* [Source passage]
The world's leading central bankers yesterday calmed fears of rapid and imminent rises in interest rates, saying inflation was "well contained".
The Group of Ten (G10) nations said inflation had remained in check despite clear signs of an economic upturn in the US and Europe.
The upbeat comments came as a rise in prices charged by British factories boosted hopes that the UK was emerging from stagnation.
Sir Edward George, the chair of the G10 meeting and Governor of the Bank of England, said there was a "clear sense" the US and Europe were through the worst of the recent trough. But he said the group, which included the Federal Reserve's chairman Alan Greenspan and European Central Bank president Wim Duisenberg, believed inflation was not a major concern.
"One of the interesting features of the discussion was that there was relatively little discussion about inflationary pressures," he said. "I think that is a reflection of the fact that for the time being they are really very well contained."
The Fed, the ECB and the Bank of England all cut rates last year to fend off recession but speculation has now focused on the timing of the next rise.
The UK has failed to show any growth over the past six months but many analysts – including the British Treasury – forecast a strong recovery.
Official figures yesterday showed UK factories raised their prices in April for the fifth month in a row, providing fresh evidence manufacturing was emerging from its worst recession in a decade.

* [Data excerpts]
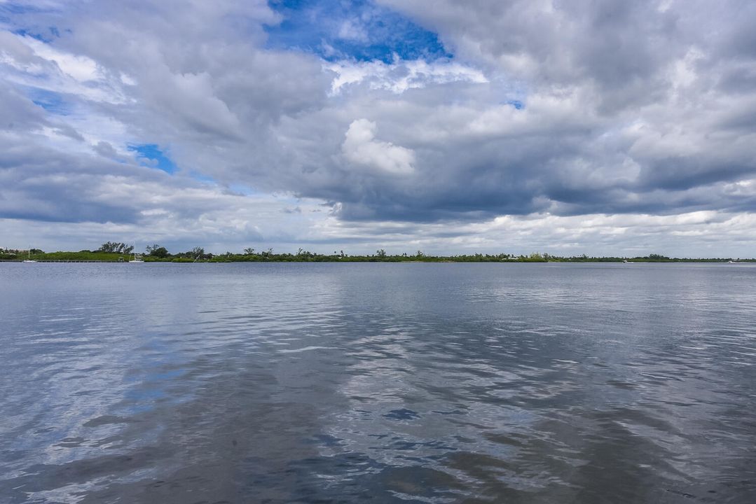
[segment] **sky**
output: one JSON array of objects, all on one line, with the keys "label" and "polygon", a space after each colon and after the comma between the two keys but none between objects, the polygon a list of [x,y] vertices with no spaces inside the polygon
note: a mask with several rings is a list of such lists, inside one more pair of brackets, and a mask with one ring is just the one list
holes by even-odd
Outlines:
[{"label": "sky", "polygon": [[751,0],[0,0],[0,246],[756,256]]}]

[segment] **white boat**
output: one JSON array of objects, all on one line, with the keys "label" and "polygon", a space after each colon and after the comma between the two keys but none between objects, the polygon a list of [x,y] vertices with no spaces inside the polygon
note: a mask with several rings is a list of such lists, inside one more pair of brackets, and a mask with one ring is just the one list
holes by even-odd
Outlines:
[{"label": "white boat", "polygon": [[23,262],[39,262],[39,261],[35,261],[34,259],[32,258],[32,249],[29,249],[26,252],[29,254],[29,258],[28,259],[24,259]]}]

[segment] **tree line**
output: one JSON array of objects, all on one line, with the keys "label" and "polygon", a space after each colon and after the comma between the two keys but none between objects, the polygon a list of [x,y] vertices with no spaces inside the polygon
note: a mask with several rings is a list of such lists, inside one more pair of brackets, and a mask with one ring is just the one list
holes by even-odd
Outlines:
[{"label": "tree line", "polygon": [[[30,253],[33,258],[96,261],[125,261],[135,252],[133,245],[122,242],[105,242],[96,250],[81,250],[78,252],[48,252],[39,249],[26,250],[0,249],[0,260],[14,261],[26,258]],[[173,262],[753,262],[756,259],[735,259],[732,258],[671,258],[661,254],[649,254],[636,257],[599,257],[586,254],[572,256],[559,256],[547,252],[531,254],[460,254],[456,255],[434,255],[422,250],[415,252],[389,254],[384,249],[376,250],[374,254],[349,255],[343,250],[334,250],[332,254],[322,254],[299,248],[296,253],[276,252],[273,249],[258,250],[253,247],[245,248],[241,252],[226,252],[223,254],[206,252],[203,247],[196,246],[185,252],[171,252],[158,243],[147,246],[144,258],[147,261]]]}]

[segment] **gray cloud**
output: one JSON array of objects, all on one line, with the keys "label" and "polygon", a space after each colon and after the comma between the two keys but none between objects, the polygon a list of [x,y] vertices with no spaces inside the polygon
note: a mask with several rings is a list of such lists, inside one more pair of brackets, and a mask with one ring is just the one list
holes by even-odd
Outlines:
[{"label": "gray cloud", "polygon": [[[370,223],[451,240],[433,226],[756,211],[751,2],[378,3],[454,57],[272,50],[262,0],[20,9],[0,26],[0,218],[216,236],[201,223],[225,210],[229,237],[349,243]],[[178,173],[140,165],[140,144]],[[261,227],[249,193],[290,227]]]}]

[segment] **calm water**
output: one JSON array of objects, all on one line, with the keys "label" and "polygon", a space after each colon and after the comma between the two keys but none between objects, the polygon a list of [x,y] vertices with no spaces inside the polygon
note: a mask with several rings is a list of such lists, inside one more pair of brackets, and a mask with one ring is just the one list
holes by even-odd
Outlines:
[{"label": "calm water", "polygon": [[756,267],[0,264],[0,502],[754,502]]}]

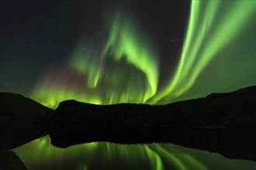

* [Problems]
(a) Decide whether each statement below agrees with the article on central bankers and inflation. Answer yes or no for each and quote the words of the article that decide it.
(i) Sir Edward George chaired the G10 meeting.
(ii) UK factories raised their prices in April for the third month in a row.
(iii) The Fed, the ECB and the Bank of England raised interest rates last year.
(b) List every person named in the article on central bankers and inflation.
(c) Pick up the article on central bankers and inflation after its final sentence and continue it.

* [Answers given]
(a)
(i) Yes: "Sir Edward George, the chair of the G10 meeting and Governor of the Bank of England"
(ii) No: "UK factories raised their prices in April for the fifth month in a row"
(iii) No: "The Fed, the ECB and the Bank of England all cut rates last year to fend off recession"

(b) Sir Edward George, Alan Greenspan, Wim Duisenberg

(c)
Prices charged rose 0.5 per cent on the month to stand 0.2 per cent higher than a year ago, according to official figures yesterday. Those numbers were the strongest since September 2000 and August 2001 respectively.
"There is some evidence that manufacturers have been able to pass on cost increases," said John Butler, UK economist at HSBC.
The figures follow surveys by the CBI, the British Chambers of Commerce and the Chartered Institute of Purchasing and Supply pointing to a recovery around the corner.
Rising oil prices contributed to the increase in UK prices, but "core" output prices, which strip out volatile elements such as petrol, rose 0.2 per cent on the month, the strongest since September 2000.
Companies benefited from earlier falls in the oil price that contributed to a smaller bill for raw materials.
"Manufacturers are getting some margin relief as they are not passing on cost benefits which bolsters the case for recovery," said Danny Gabay, UK economist at JP Morgan.
The relief may be short-lived as the International Energy Agency yesterday warned world oil prices would rise this year if demand rose and stocks fell.
The West's energy watchdog said demand in the industrialised world suffered its steepest drop in 12 years in March, but was now set to recover strongly.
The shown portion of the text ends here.